== Quoted text ==
If buying stock at an initial public offering is an act of faith, investing in special-purpose acquisition companies (SPACs) — startups with no operating assets (and no guarantee they will find any) — is an act of blind faith.

A SPAC is created with the sole purpose of acquiring an operating business with shareholders' money. Despite the fact that few SPACs have found anything to buy, new ones keep cropping up. Liberty Lane’s big selling point seems to be that it’s the first one that mighty Goldman Sachs is bringing to market, which may make it seem more legitimate in a sector once dominated by squirrelly shell companies traded in Vancouver.

Its founding officers, Paul Montrone and Paul Meister, had long tenures with Fisher Scientific, a manufacturer of scientific and industrial instruments now known as Thermo Fisher (NYSE:TMO). Montrone served as CEO from 1991 to 2006, and Meister was the company’s CFO from 1991 until 2001, when he was named vice-chairman of the board.

Fisher Scientific grew in part through 60 acquisitions, so the draw is that Montrone and Meister know to find acquisition candidates and structure good deals. Liberty Lane isn’t the only SPAC with experienced dealmakers at the helm, but not all have that distinction; several SPACs have executives who are more figureheads than deal-makers (Heckmann Corporation (NYSE:HEK) has on its board former Notre Dame football coach Lou Holtz and former U.S. Vice President Dan Quayle).

But no matter how good a track record Montrone and Meister have, they still have to find a good business to buy in the next two years, and that’s tough to predict. So many SPACs, private equity firms, and larger corporations are trying to do the same thing right now, and no type of buyer has a theoretical advantage over another when the issue is theoretical acquisitions. My guess is that 10 years from now, everyone will look back on Wall Street’s SPAC craze with a rueful smile, wondering why it seemed like a good idea to raise money in the public markets for a special, but not specific, purpose.

Upcoming IPOs:

MF Residential Investments (NYSE:MFR); scheduled for the week of May 19; $277.5 million post-money valuation: MF Residential is a real estate investment trust that will mostly invest in non-conforming mortgage-backed securities. These are loans that do not qualify for issuance through Ginnie Mae, Fannie Mae (NYSE:FNM), or Freddie Mac (NYSE:FRE), usually because of the size of the loan but also because of the credit quality or documentation. In other words, MF Residential is hoping to buy troubled mortgages cheap, and then be able to profit when the mortgage industry shakes out. Some day, it will be safe to make subprime loans again. But when?

== Dataset extract ==
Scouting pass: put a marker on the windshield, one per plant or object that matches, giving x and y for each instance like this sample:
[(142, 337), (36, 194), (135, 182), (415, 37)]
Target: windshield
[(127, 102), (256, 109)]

== What this exercise asks ==
- A) According to the article on SPACs, during which years did Paul Montrone serve as CEO of Fisher Scientific?
- B) Print the part of the article on SPACs starting at "Fisher Scientific grew" and ending at "President Dan Quayle).".
The material comes from a source other than the article on SPACs.

== Outputs in order ==
- A) 1991 to 2006

- B)
Fisher Scientific grew in part through 60 acquisitions, so the draw is that Montrone and Meister know to find acquisition candidates and structure good deals. Liberty Lane isn’t the only SPAC with experienced dealmakers at the helm, but not all have that distinction; several SPACs have executives who are more figureheads than deal-makers (Heckmann Corporation (NYSE:HEK) has on its board former Notre Dame football coach Lou Holtz and former U.S. Vice President Dan Quayle).